Folly of following the Five Eyes Anglo-Saxon relic

Jun 18, 2020

The main countries comprising this electronic espionage group have made an abysmal hash of responding to the economic and health impacts of Covid-19. Yet the Australian government has chosen them to develop a “strategic” economic response to the Covid 19 crisis.

The main countries comprising the “Five Eyes” electronic espionage group have made an abysmal hash of responding to the economic and health impacts of Covid-19. Yet the Australian government has chosen this Anglo-Saxon relic to develop a “strategic” economic response to the Covid 19 crisis. The two biggest Five Eyes members, led by Donald Trump in the US and Boris Johnson in the UK, performed the worst on Covid- 19. Canada was not as bad but Australia and New Zealand were better.

Many countries in the Asian region, where our economic future lies, have done exceptionally well. The Communist Party government in Vietnam is the standout performer, with zero deaths in a population of 97 million. Taiwan has done a great job while mainland China, Singapore, South Korea and Japan have death rates below or around Australia’s and New Zealand’s,

I asked the Treasurer Josh Frydenberg why he’d chosen this Anglo- Saxon group to hold the series of economic meetings due to start soon between finance ministers. A spokesperson said, “These meetings with key allies, build on our Five Eyes security partnership”. The Treasurer did not answer whether this would involve Five Eyes “intelligence officials and technical capabilities”. Nor did he answer whether the meetings would cover proposals aimed at China

The Prime Minister Scott Morrison went further than his Treasurer by reportedly telling the Coalition party room that he intended to take the Five Eyes intelligence network “into the commercial sector to build trusted supply chains”. Instead of globally competitive supply chains, these would focus on serving the five Anglo countries and possibly on other proposals to stifle China’s economic growth.

The Government used the Cabinet national security committee for its initial consideration of the Covid-19 crisis before turning to health specialists. It has now reverted to its basic instincts by using the Five Eyes group to develop a belated economic response after the largely successful initiatives it took without the benefit of advice from Trump or Johnson.

Dataset entries
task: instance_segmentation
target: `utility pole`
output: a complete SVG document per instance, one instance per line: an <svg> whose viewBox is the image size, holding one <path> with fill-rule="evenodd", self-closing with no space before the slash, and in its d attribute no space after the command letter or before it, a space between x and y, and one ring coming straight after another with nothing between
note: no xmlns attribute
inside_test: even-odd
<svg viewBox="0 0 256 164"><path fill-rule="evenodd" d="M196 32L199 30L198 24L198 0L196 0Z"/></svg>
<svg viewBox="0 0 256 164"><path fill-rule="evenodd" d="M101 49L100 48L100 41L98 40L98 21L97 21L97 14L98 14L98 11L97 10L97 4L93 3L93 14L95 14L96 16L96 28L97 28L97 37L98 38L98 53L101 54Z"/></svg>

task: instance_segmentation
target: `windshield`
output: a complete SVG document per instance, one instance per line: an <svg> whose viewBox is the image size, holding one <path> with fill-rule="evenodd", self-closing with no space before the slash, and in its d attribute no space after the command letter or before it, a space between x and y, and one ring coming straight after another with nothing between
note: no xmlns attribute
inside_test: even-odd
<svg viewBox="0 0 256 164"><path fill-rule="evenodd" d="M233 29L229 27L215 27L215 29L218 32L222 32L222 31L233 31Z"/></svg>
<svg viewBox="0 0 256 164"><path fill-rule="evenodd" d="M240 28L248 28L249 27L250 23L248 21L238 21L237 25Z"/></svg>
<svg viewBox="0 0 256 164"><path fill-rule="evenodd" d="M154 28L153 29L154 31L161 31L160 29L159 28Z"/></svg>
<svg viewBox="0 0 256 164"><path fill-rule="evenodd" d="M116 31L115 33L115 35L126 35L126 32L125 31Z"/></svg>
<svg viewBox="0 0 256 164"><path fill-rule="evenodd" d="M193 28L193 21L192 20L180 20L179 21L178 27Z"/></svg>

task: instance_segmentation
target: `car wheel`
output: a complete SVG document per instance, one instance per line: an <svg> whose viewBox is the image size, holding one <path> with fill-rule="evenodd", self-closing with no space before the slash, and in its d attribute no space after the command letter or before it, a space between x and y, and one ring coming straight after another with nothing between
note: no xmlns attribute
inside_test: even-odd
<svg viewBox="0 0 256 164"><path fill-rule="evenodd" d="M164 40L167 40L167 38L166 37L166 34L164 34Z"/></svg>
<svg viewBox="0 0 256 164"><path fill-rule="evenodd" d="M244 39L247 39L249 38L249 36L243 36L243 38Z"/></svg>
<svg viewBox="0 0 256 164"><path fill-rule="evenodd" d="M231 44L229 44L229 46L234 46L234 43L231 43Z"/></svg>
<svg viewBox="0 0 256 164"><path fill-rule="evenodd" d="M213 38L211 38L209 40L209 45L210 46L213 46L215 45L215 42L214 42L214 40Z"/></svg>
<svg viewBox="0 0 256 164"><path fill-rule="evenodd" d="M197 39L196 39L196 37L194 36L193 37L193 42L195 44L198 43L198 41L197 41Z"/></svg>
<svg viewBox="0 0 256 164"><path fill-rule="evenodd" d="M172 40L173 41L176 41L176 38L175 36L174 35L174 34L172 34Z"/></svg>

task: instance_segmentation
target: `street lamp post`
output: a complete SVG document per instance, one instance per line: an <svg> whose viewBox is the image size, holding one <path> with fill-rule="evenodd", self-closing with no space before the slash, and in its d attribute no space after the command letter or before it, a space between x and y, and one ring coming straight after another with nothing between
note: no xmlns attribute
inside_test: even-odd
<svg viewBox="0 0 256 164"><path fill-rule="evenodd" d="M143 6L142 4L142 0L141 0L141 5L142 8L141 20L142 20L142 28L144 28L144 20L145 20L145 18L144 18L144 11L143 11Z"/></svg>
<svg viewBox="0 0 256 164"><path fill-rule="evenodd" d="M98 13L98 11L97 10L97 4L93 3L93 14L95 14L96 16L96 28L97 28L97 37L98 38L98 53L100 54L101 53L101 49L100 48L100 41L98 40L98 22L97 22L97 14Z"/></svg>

__Exercise__. From the Five Eyes article, extract the passage that begins with "The main countries comprising the" and runs up to and including "Zealand were better.". Rely only on the article for what follows.

__Answer to this task__.
The main countries comprising the “Five Eyes” electronic espionage group have made an abysmal hash of responding to the economic and health impacts of Covid-19. Yet the Australian government has chosen this Anglo-Saxon relic to develop a “strategic” economic response to the Covid 19 crisis. The two biggest Five Eyes members, led by Donald Trump in the US and Boris Johnson in the UK, performed the worst on Covid- 19. Canada was not as bad but Australia and New Zealand were better.